# TASK PROMPT
Repeat the records below exactly, leaving out any pictures.

# RECORDS SUPPLIED
+--

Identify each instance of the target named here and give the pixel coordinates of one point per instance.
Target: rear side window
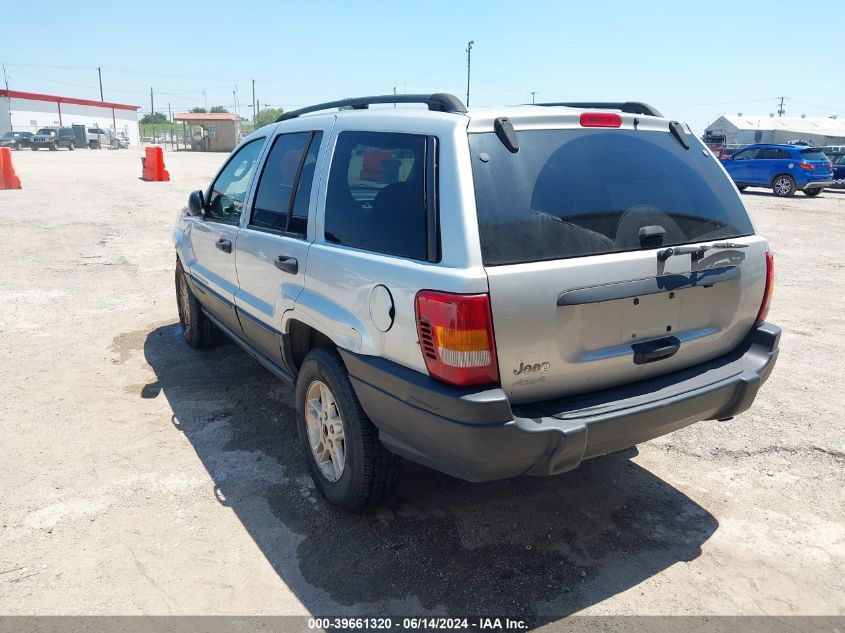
(571, 193)
(380, 194)
(747, 154)
(773, 154)
(284, 190)
(813, 154)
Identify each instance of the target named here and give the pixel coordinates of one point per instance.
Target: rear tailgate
(571, 226)
(820, 167)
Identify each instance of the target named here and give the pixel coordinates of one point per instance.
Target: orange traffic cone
(8, 177)
(154, 165)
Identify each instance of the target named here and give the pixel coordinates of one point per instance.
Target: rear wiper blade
(697, 252)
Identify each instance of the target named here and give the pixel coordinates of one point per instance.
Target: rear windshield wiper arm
(697, 252)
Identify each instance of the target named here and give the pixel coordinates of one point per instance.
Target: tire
(368, 471)
(783, 186)
(197, 329)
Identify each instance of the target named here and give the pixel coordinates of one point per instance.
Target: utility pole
(152, 112)
(6, 81)
(469, 65)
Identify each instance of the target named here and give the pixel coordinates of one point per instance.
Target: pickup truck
(53, 138)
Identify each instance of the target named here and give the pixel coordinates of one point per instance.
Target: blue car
(838, 159)
(783, 168)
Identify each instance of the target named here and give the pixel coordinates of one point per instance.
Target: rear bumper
(478, 436)
(818, 184)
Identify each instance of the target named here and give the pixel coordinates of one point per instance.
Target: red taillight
(456, 337)
(770, 287)
(600, 119)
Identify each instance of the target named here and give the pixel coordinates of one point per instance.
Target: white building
(745, 130)
(28, 111)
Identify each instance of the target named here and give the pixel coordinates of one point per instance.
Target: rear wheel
(197, 329)
(783, 186)
(347, 461)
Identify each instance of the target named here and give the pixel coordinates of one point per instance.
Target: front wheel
(197, 329)
(784, 186)
(348, 463)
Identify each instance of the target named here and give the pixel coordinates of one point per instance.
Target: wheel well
(302, 339)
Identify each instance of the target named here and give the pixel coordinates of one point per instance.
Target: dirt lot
(140, 476)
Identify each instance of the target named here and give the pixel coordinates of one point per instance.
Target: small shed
(771, 129)
(210, 131)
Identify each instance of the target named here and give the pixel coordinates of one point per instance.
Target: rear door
(770, 162)
(741, 166)
(213, 236)
(816, 163)
(571, 226)
(273, 247)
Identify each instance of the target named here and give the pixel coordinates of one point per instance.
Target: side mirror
(196, 203)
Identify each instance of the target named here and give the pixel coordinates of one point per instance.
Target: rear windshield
(571, 193)
(813, 154)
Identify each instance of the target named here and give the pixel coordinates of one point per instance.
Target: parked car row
(54, 138)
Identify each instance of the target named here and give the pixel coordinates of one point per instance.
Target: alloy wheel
(325, 430)
(782, 186)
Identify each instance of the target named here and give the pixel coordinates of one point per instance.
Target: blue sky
(693, 60)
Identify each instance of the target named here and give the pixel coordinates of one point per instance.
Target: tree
(157, 118)
(265, 117)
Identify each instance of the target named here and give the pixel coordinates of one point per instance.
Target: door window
(284, 190)
(746, 154)
(381, 194)
(229, 189)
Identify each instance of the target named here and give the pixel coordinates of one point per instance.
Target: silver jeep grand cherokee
(488, 293)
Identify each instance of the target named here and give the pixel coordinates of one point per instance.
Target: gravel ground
(141, 476)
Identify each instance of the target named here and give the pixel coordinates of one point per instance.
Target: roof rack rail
(633, 107)
(439, 102)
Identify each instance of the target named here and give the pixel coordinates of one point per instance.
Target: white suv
(489, 293)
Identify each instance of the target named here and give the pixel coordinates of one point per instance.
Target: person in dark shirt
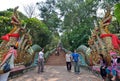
(75, 58)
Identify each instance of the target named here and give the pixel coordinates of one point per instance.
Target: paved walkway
(56, 73)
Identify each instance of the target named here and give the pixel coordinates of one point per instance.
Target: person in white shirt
(68, 61)
(41, 61)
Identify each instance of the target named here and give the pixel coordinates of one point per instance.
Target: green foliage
(49, 14)
(78, 19)
(117, 11)
(39, 31)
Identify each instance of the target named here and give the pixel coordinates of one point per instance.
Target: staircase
(57, 60)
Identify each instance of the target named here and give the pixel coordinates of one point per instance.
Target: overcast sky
(6, 4)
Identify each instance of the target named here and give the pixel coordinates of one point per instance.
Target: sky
(6, 4)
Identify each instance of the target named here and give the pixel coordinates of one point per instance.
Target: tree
(49, 14)
(30, 10)
(39, 31)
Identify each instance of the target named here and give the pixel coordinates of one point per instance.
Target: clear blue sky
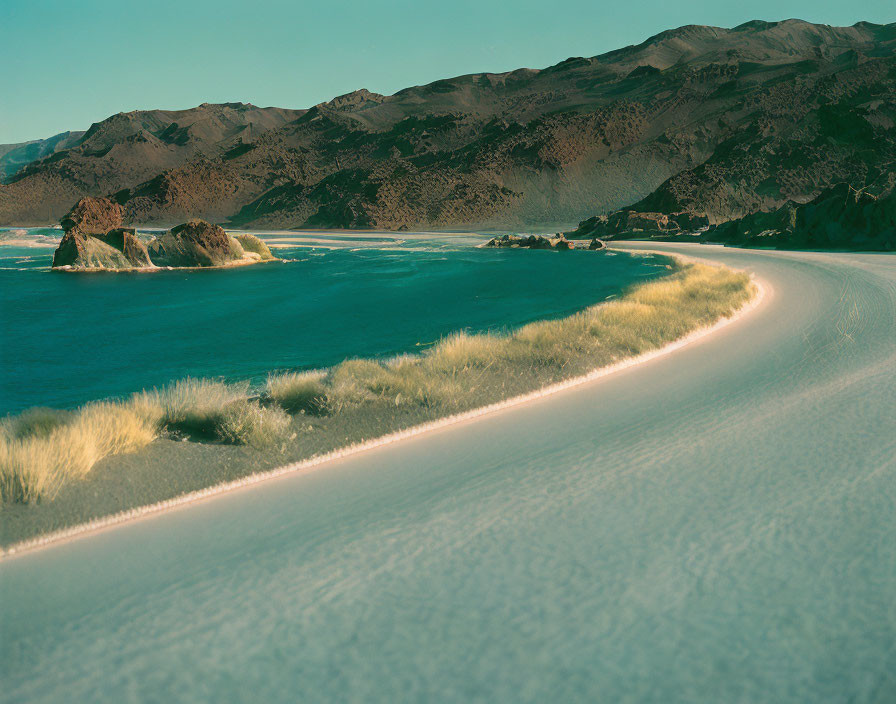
(68, 63)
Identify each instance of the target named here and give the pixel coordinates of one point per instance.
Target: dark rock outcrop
(629, 222)
(114, 250)
(558, 242)
(94, 239)
(196, 243)
(93, 216)
(841, 217)
(720, 123)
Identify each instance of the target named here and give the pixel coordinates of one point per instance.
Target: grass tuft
(33, 467)
(298, 392)
(249, 423)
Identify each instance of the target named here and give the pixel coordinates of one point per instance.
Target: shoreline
(762, 292)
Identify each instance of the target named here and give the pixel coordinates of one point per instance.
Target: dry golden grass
(40, 449)
(297, 392)
(34, 466)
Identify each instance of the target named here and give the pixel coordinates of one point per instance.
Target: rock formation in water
(94, 239)
(624, 223)
(558, 242)
(196, 243)
(716, 123)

+--

# COMPLETED TASK
Identify each instance of the target named here and give the pixel coordinates of one point per instance.
Target: rear side window
(571, 193)
(380, 194)
(747, 154)
(773, 154)
(284, 190)
(813, 154)
Identify each instance of the target named here and give the pixel coordinates of one point per instance.
Target: rear tailgate
(571, 226)
(820, 167)
Identify each instance of the target named here and give the pixel coordinates of one point per instance.
Target: orange traffic cone
(8, 177)
(154, 165)
Identify each instance of the target named here and give the pixel coordinates of one point per instance.
Target: rear wiper blade
(697, 252)
Identify each instance of the target named here and give the pixel coordinates of one point per instance.
Target: rear windshield wiper arm
(697, 252)
Identify each instance of the target named here and give the pixel coordinates of one point per instance.
Target: tire
(368, 471)
(783, 186)
(197, 329)
Identify each instance of the target named here and give the pixel coordinates of one point per instance.
Target: utility pole
(152, 112)
(6, 81)
(469, 65)
Identify each instance of the target named here and give the pixel coordinates of one point per instance.
Target: pickup truck
(53, 138)
Identify each instance of the target named here and give the pixel coordinates of one point per instance.
Target: blue car
(838, 159)
(783, 168)
Identify each instance of the target named here and give the pixel coordinates of one point per instance.
Target: rear bumper
(478, 436)
(818, 184)
Identify each instance of the target named here and give the pixel coordinates of one point per instance.
Target: red taillight
(456, 337)
(770, 287)
(600, 119)
Identify each instance of the target named here and give the pixel coordinates of one point per instance.
Target: white building
(745, 130)
(28, 111)
Identify each instance of the target named here and give the pixel coordinates of one point per instance.
Target: rear wheel
(197, 329)
(783, 186)
(347, 461)
Identify each instance of the target named here and give the pixel coordinates of one point per instance.
Target: front wheel
(197, 329)
(784, 186)
(348, 463)
Identify each instance of the target named here and give the pixel coordinates of one point per instance.
Target: wheel well
(302, 339)
Identify each instance of the target named here and give the pixel coordinates of one point per instance.
Target: dirt lot
(140, 476)
Identify each instance of the target named here and give the pixel coordinates of one point per instance.
Target: small shed
(771, 129)
(210, 131)
Identify each instance of the target named here and give the pixel coordinates of one point per instance.
Target: rear door
(770, 162)
(741, 166)
(213, 236)
(816, 163)
(571, 226)
(273, 247)
Identify each instance of the target named here and give the pixel coordinates of one point per instance.
Target: side mirror
(196, 203)
Identify each instance of the target named here and give the pixel coordinates of one point per instance.
Target: rear windshield
(571, 193)
(813, 154)
Identify each instance of the target named here and give the pixel coordinates of one point per instance.
Target: parked car row
(54, 138)
Identify each instance of the target named here and give the pixel coordinates of one point per instance.
Target: alloy wheel
(325, 430)
(782, 186)
Identify each instance of the target named here and give the pixel coordinates of one point per instance.
Target: blue sky
(693, 60)
Identify each instance of the target named here and give the pixel coordinates of one point per instance.
Target: tree
(157, 118)
(265, 117)
Identify each instance of the target named here and give the pixel coordinates of one point per instance.
Target: door window
(284, 190)
(746, 154)
(381, 194)
(229, 189)
Identify each instance of the target named here and give the pixel coordinates of one point per instance.
Target: silver jeep grand cherokee
(488, 293)
Identify each instance of the target named here and give the pixel coordinates of one point per instance.
Target: gravel ground
(141, 476)
Identify each instance of the target named here and give the pixel coordinates of one point per instance.
Target: roof rack rail
(633, 107)
(439, 102)
Identify each instance of the target named here and give the pixel coordinates of one point per instance.
Target: white suv
(489, 293)
Identify each instance of the target named here and give the pixel coordinates of one point per instance.
Target: person in dark shirt
(75, 58)
Identify each instance of the target named here and give the pixel coordinates of one point per instance.
Target: paved walkway
(56, 73)
Identify each instance of the target named here and give the pixel coordinates of one point per instance.
Target: person in white shirt
(68, 61)
(41, 61)
Identify each instance of the target named here and give the pixel coordinates of one point per instance.
Target: green foliage
(49, 14)
(78, 19)
(117, 11)
(39, 31)
Identify each instance of the target named here and give the pixel coordinates of one point per instance.
Target: staircase
(57, 60)
Identify each instance of the target named here and give the pixel coordinates of one point per instance.
Target: overcast sky
(6, 4)
Identify each instance of the target named here and give the pixel coordinates of one point per instance.
Target: sky
(6, 4)
Identify each instance of the target named here and give the pixel coordinates of one point per instance.
Target: tree
(49, 14)
(30, 10)
(39, 31)
Identify each instance of the target named here and give the pixel coordinates of one point per instance.
Target: clear blue sky
(68, 63)
Identify each instance of the target named here and give the pixel coordinates of one point per instance.
Target: dark rock outcrop
(629, 222)
(114, 250)
(558, 242)
(94, 239)
(196, 243)
(93, 216)
(841, 217)
(720, 123)
Identify each instance of the target named here and give the pixel coordinates of one point per instance.
Target: grass tuft
(33, 467)
(298, 392)
(249, 423)
Identify each instance of the target named here and give the pixel coordinates of one point per instance.
Target: shoreline
(762, 292)
Identify each instance of the target named here and give the pixel coordinates of one point per instance.
Target: dry golden grass
(40, 449)
(297, 392)
(34, 466)
Identify each instance of the target named here and give the pixel coordinates of one point per instance.
Target: rock formation in water
(94, 239)
(624, 223)
(558, 242)
(196, 243)
(716, 123)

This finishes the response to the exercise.